[start Data supplied]

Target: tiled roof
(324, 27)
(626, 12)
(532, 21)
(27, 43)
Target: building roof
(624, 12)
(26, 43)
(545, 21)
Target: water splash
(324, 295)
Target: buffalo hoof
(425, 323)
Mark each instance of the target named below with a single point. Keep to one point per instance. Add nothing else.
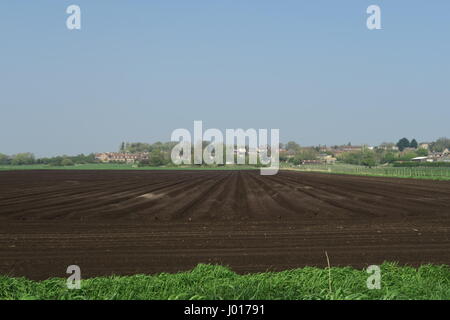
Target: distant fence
(426, 172)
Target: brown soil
(128, 222)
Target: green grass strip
(217, 282)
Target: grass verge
(217, 282)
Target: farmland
(418, 172)
(130, 222)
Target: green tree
(402, 144)
(440, 145)
(67, 162)
(156, 158)
(4, 159)
(23, 158)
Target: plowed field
(127, 222)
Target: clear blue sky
(137, 70)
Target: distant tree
(4, 159)
(67, 162)
(156, 158)
(440, 145)
(421, 152)
(292, 146)
(402, 144)
(23, 158)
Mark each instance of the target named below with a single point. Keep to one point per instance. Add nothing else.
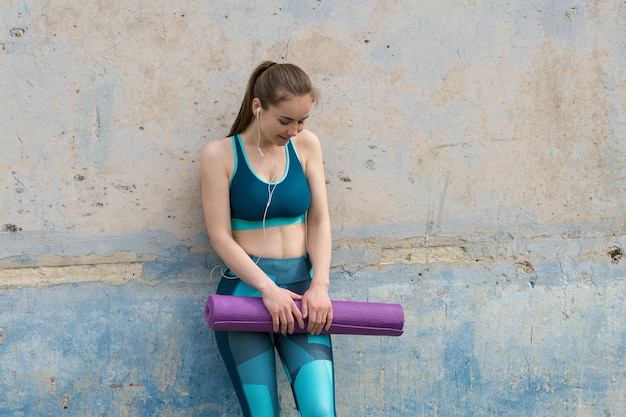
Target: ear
(256, 105)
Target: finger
(329, 321)
(299, 318)
(284, 325)
(314, 323)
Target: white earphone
(258, 113)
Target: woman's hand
(279, 302)
(316, 306)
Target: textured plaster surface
(475, 158)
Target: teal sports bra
(249, 194)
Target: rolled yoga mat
(248, 314)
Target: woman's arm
(316, 304)
(216, 168)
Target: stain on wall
(475, 167)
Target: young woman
(265, 205)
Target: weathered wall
(475, 161)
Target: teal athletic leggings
(249, 357)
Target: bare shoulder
(307, 141)
(217, 150)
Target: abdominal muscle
(279, 242)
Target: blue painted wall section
(474, 154)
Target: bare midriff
(278, 242)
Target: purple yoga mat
(248, 314)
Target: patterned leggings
(250, 359)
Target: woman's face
(281, 122)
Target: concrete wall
(475, 162)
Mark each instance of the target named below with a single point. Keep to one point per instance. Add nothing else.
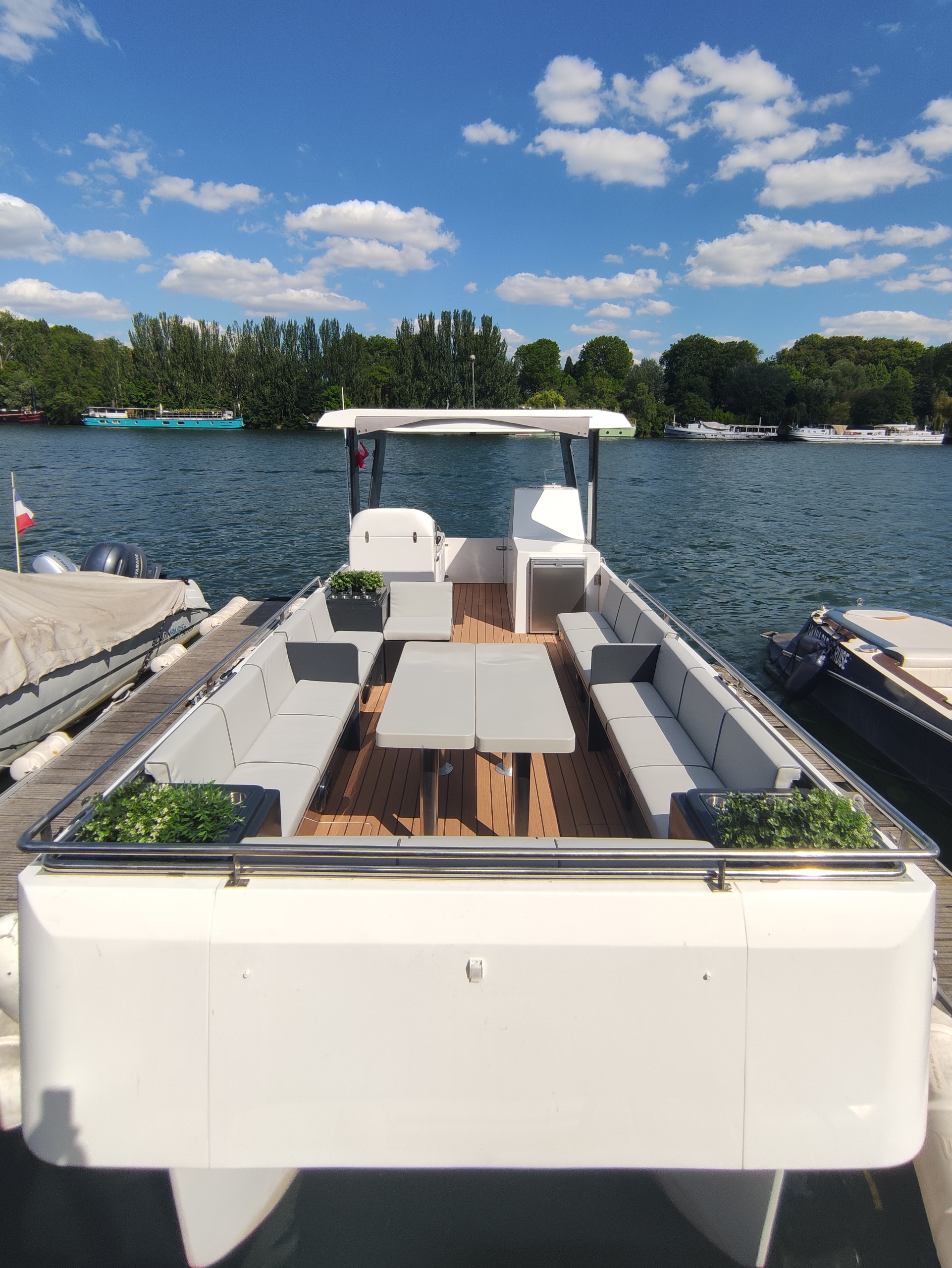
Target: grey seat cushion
(653, 788)
(652, 742)
(297, 785)
(628, 700)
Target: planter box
(364, 610)
(259, 816)
(694, 816)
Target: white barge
(483, 936)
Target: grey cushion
(628, 700)
(627, 621)
(651, 628)
(653, 788)
(751, 757)
(244, 703)
(419, 628)
(316, 608)
(296, 784)
(674, 662)
(321, 699)
(197, 751)
(652, 742)
(704, 701)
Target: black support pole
(377, 470)
(592, 523)
(567, 461)
(350, 436)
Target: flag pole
(15, 534)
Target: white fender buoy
(222, 615)
(220, 1208)
(168, 656)
(933, 1167)
(9, 967)
(40, 755)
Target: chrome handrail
(930, 847)
(200, 689)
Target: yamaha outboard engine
(121, 560)
(53, 561)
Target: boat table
(520, 710)
(430, 705)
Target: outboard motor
(53, 561)
(121, 560)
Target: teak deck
(377, 791)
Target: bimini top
(574, 423)
(916, 642)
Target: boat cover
(49, 622)
(916, 642)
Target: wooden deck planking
(572, 794)
(26, 802)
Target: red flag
(22, 515)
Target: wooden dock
(26, 802)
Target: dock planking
(26, 802)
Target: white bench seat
(680, 731)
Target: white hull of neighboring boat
(57, 700)
(876, 436)
(717, 431)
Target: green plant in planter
(160, 813)
(817, 820)
(355, 581)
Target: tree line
(279, 374)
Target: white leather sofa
(277, 723)
(622, 618)
(420, 610)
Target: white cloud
(596, 327)
(842, 178)
(610, 311)
(24, 23)
(513, 338)
(488, 134)
(654, 309)
(753, 255)
(106, 245)
(924, 279)
(367, 220)
(529, 288)
(26, 232)
(893, 324)
(935, 143)
(211, 196)
(661, 250)
(763, 154)
(255, 286)
(570, 92)
(42, 300)
(609, 155)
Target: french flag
(22, 515)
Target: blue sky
(746, 170)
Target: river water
(735, 539)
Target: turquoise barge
(214, 420)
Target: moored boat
(887, 675)
(718, 431)
(214, 420)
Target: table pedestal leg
(522, 768)
(429, 788)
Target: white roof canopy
(574, 423)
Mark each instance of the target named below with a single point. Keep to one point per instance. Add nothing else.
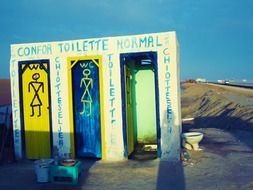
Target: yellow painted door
(36, 108)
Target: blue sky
(215, 36)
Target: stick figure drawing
(86, 98)
(35, 87)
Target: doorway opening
(141, 126)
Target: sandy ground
(226, 161)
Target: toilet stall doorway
(141, 126)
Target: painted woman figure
(86, 97)
(36, 86)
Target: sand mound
(212, 107)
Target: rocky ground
(223, 114)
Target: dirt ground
(225, 162)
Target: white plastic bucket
(42, 168)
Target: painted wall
(62, 78)
(145, 106)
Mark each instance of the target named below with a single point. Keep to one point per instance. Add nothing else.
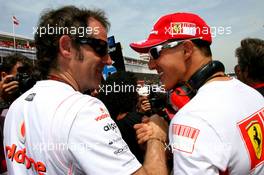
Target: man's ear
(187, 49)
(65, 46)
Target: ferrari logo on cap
(255, 135)
(252, 129)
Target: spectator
(8, 92)
(220, 130)
(57, 128)
(250, 67)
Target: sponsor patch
(184, 138)
(252, 131)
(183, 28)
(30, 97)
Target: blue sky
(132, 20)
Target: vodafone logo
(21, 157)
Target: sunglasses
(154, 52)
(98, 45)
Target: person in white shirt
(54, 128)
(220, 130)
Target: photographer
(9, 91)
(13, 68)
(122, 108)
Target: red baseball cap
(176, 26)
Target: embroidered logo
(184, 138)
(252, 130)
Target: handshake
(152, 128)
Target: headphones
(184, 92)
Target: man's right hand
(8, 86)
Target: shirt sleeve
(95, 143)
(197, 147)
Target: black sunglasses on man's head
(154, 52)
(98, 45)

[end Data supplied]

*What to work on*.
Reproduce the listing above with every "single point" replaced by "single dot" and all other text unchanged. Omit the pictures.

*Solution to this task*.
Target: tiled roof
(324, 27)
(626, 12)
(532, 21)
(27, 43)
Target: building roof
(624, 12)
(26, 43)
(545, 21)
Target: water splash
(324, 295)
Target: buffalo hoof
(425, 323)
Mark each instance of the target named below with a single dot. Keep to one point per instance. Add nothing else.
Target: distant fence
(426, 172)
Target: brown soil
(128, 222)
Target: green grass strip
(217, 282)
Target: grass verge
(217, 282)
Target: farmland
(418, 172)
(130, 222)
Target: green tree
(402, 144)
(440, 145)
(67, 162)
(156, 158)
(4, 159)
(23, 158)
Target: plowed field
(127, 222)
Target: clear blue sky
(137, 70)
Target: distant tree
(4, 159)
(67, 162)
(156, 158)
(440, 145)
(421, 152)
(292, 146)
(402, 144)
(23, 158)
Mark each instance of the target named below with a single dot. Keep to one point per instance. Add nothing else.
Target: ear
(256, 105)
Target: finger
(329, 321)
(299, 318)
(284, 325)
(314, 323)
Target: white earphone
(258, 113)
Target: woman's hand
(279, 302)
(316, 306)
Target: textured plaster surface
(475, 158)
Target: teal sports bra
(249, 194)
Target: rolled yoga mat
(248, 314)
Target: woman's arm
(316, 304)
(216, 168)
Target: stain on wall
(475, 167)
Target: young woman
(265, 205)
Target: weathered wall
(475, 161)
Target: teal athletic leggings
(249, 357)
Target: bare shoulder
(307, 141)
(217, 150)
Target: abdominal muscle
(279, 242)
Target: blue painted wall section
(474, 154)
Target: bare midriff
(278, 242)
Target: purple yoga mat
(248, 314)
Target: patterned leggings
(250, 359)
Target: woman's face
(281, 122)
Target: concrete wall
(475, 162)
Mark each instance of the target named below with a single dot. Keep to one point per instance. Add nothing else.
Target: grey seat cushion
(653, 788)
(652, 742)
(297, 785)
(628, 700)
Target: planter box
(364, 610)
(259, 816)
(694, 816)
Target: white barge
(483, 936)
Target: grey cushion
(628, 700)
(627, 621)
(651, 628)
(653, 788)
(751, 757)
(244, 703)
(419, 628)
(316, 608)
(296, 784)
(674, 662)
(321, 699)
(197, 751)
(652, 742)
(704, 701)
Target: black support pole
(377, 470)
(592, 523)
(567, 461)
(350, 436)
Target: flag pole
(15, 534)
Target: white fender buoy
(222, 615)
(220, 1208)
(168, 656)
(933, 1167)
(9, 967)
(40, 755)
Target: chrome handrail
(930, 847)
(200, 689)
Target: yamaha outboard engine
(121, 560)
(53, 561)
Target: boat table
(520, 710)
(430, 705)
Target: outboard motor
(53, 561)
(121, 560)
Target: teak deck
(377, 791)
Target: bimini top
(574, 423)
(916, 642)
Target: boat cover
(49, 622)
(916, 642)
Target: wooden deck planking
(572, 794)
(26, 802)
Target: red flag
(22, 515)
Target: wooden dock
(26, 802)
Target: dock planking
(26, 802)
Target: white bench seat
(680, 731)
Target: white hull of neighboring boat
(57, 700)
(876, 436)
(717, 431)
Target: green plant in planter
(160, 813)
(817, 820)
(355, 581)
Target: tree line
(279, 374)
Target: white leather sofa
(277, 723)
(622, 618)
(420, 610)
Target: white cloud
(596, 327)
(842, 178)
(610, 311)
(24, 23)
(513, 338)
(488, 134)
(654, 309)
(753, 255)
(106, 245)
(924, 279)
(367, 220)
(529, 288)
(26, 232)
(893, 324)
(935, 143)
(211, 196)
(661, 250)
(763, 154)
(255, 286)
(570, 92)
(42, 300)
(609, 155)
Target: french flag
(22, 515)
Target: blue sky
(746, 170)
Target: river water
(735, 539)
Target: turquoise barge
(214, 420)
Target: moored boat
(887, 675)
(718, 431)
(214, 420)
Target: table pedestal leg
(522, 768)
(429, 788)
Target: white roof canopy
(574, 423)
Mark each instance of the target named below with a single dot. Keep to one point per instance. Add nothing else.
Target: yellow painted door
(36, 108)
Target: blue sky
(215, 36)
Target: stick figure drawing
(86, 98)
(35, 87)
Target: doorway opening
(141, 126)
Target: sandy ground
(226, 161)
Target: toilet stall doorway
(141, 126)
Target: painted woman figure
(86, 97)
(36, 86)
Target: sand mound
(212, 107)
Target: rocky ground
(223, 114)
Target: dirt ground
(225, 162)
Target: white plastic bucket
(42, 168)
Target: painted wall
(62, 78)
(145, 106)
Mark each instance of the target named below with a single dot. Keep to one point per instance. Add nothing else.
Target: man's ear
(187, 49)
(65, 46)
Target: ferrari logo on cap
(255, 135)
(252, 129)
Target: spectator
(8, 92)
(220, 130)
(57, 128)
(250, 67)
Target: sponsor patch
(184, 138)
(252, 131)
(183, 28)
(30, 97)
Target: blue sky
(132, 20)
Target: vodafone logo
(21, 157)
Target: sunglasses
(154, 52)
(98, 45)
Target: person in white shirt
(54, 128)
(220, 130)
Target: photographer
(9, 91)
(13, 68)
(122, 108)
Target: red baseball cap
(176, 26)
Target: embroidered logo
(184, 138)
(252, 130)
Target: handshake
(152, 128)
Target: headphones
(184, 92)
Target: man's right hand
(8, 86)
Target: shirt sleeve
(95, 143)
(197, 147)
Target: black sunglasses on man's head
(154, 52)
(98, 45)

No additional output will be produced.